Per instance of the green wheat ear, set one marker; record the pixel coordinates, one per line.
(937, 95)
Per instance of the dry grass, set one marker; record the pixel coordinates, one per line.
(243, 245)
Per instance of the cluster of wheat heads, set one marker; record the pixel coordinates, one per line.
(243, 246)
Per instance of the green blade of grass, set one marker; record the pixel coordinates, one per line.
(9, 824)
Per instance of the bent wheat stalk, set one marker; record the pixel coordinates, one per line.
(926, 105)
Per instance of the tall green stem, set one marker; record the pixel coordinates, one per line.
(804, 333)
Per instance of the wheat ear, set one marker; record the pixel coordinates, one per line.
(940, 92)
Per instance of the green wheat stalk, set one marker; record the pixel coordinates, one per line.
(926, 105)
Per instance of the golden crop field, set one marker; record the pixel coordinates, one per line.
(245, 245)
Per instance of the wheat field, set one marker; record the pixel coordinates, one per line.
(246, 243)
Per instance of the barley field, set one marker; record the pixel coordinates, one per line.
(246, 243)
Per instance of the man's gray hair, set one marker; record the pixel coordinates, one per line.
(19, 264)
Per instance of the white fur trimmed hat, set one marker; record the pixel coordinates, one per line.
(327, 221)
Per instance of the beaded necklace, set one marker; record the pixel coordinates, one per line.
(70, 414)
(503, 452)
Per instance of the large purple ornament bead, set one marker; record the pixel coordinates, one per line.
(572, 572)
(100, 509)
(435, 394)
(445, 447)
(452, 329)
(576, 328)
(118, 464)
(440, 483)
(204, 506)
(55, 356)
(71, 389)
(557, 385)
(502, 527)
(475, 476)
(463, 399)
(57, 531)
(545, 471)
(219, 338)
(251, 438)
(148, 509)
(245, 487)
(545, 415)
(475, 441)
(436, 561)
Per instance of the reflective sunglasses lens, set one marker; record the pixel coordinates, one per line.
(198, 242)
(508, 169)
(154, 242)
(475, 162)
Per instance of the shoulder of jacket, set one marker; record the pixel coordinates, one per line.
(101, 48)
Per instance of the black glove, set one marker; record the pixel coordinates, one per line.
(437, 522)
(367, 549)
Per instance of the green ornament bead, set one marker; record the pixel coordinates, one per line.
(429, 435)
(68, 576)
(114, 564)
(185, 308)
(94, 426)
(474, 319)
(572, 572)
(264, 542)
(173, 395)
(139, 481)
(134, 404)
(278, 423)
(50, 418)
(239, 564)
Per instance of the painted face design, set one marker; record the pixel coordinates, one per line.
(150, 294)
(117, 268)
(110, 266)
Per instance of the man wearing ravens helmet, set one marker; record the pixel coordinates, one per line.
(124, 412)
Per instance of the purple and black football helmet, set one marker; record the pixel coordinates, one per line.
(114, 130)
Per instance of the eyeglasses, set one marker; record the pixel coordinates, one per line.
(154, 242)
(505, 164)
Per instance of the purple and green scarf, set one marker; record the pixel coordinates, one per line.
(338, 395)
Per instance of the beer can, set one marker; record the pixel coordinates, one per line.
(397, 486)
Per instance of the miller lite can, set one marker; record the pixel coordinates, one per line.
++++
Exercise:
Transcribe the data above completely and exactly.

Expected answer:
Per instance of the green wheat ear, set one marker; record the pixel coordinates, one per line.
(937, 95)
Per instance of the dry grass, set one marker; record the pixel coordinates, one per line.
(243, 245)
Per instance of the cluster of wheat heads, set one marker; record the pixel coordinates, one per line.
(243, 246)
Per instance of the green blade of grass, set one marker; record the pixel coordinates, one per line.
(9, 824)
Per instance of the bent wheat stalk, set one marker; record the pixel coordinates, one per line.
(926, 105)
Per instance of the tall green stem, set one marker; record the pixel coordinates, one per line.
(804, 333)
Per instance of the wheat ear, set one marker; record the pixel coordinates, one per line.
(940, 92)
Per instance of the green wheat stalk, set one marker; record the pixel coordinates, one per line.
(926, 105)
Per instance of the golden crop field, set one marker; record the pixel coordinates, one per line.
(245, 245)
Per instance of the wheat field, set one marker; record the pixel coordinates, one per line.
(246, 243)
Per instance of the barley field, set one marker; record the pixel coordinates, one per line.
(246, 243)
Per instance of the man's gray hair, set one marker; record the pixel coordinates, one per line.
(19, 264)
Per instance of the white fur trimmed hat, set one marker; record the pixel coordinates, one per line.
(327, 221)
Per instance of the beaded necklace, set one marker; record the pixel coordinates, one per line.
(70, 414)
(503, 452)
Per instance of the large purple ornament bead, set one marker; record the pixel coordinates, one per line.
(572, 572)
(100, 509)
(435, 394)
(445, 447)
(452, 329)
(576, 328)
(118, 464)
(440, 483)
(204, 506)
(55, 356)
(71, 389)
(557, 385)
(502, 527)
(475, 476)
(463, 399)
(57, 531)
(545, 471)
(219, 338)
(251, 438)
(148, 509)
(245, 487)
(545, 415)
(475, 441)
(436, 561)
Per instance of the reflective sunglasses lens, set one marker; record the pixel coordinates, one per line.
(198, 242)
(508, 169)
(154, 242)
(475, 162)
Per instance of the shoulder of jacket, set one marker; record the pixel coordinates, one per line.
(101, 48)
Per instance of the black glove, set one marker; record the pixel coordinates, one per line.
(437, 522)
(367, 549)
Per instance of the green ornament bead, set one marker; record the pixel coordinates, one per line.
(429, 435)
(68, 576)
(114, 564)
(185, 308)
(94, 426)
(474, 319)
(572, 572)
(264, 542)
(173, 395)
(139, 481)
(134, 404)
(278, 423)
(50, 418)
(239, 564)
Per instance of the painted face design, set one marker; record the pixel coordinates, one per line.
(150, 294)
(117, 268)
(110, 266)
Per instance of the man wearing ravens helmet, set one marker; record the pixel coordinates, one per line.
(124, 412)
Per instance of the purple and black football helmet, set one marker; record the pixel coordinates, one per line.
(114, 130)
Per instance of the eyeglasses, set one marker; record the pixel coordinates, one per line.
(154, 242)
(505, 164)
Per instance of the purple and green scarf, set one marker; record the pixel coordinates, one per line.
(338, 395)
Per instance of the beer can, set one marker; record the pixel coordinates, one per line.
(397, 486)
Per instance of the miller lite can, set one marker; record the pixel coordinates, one per line.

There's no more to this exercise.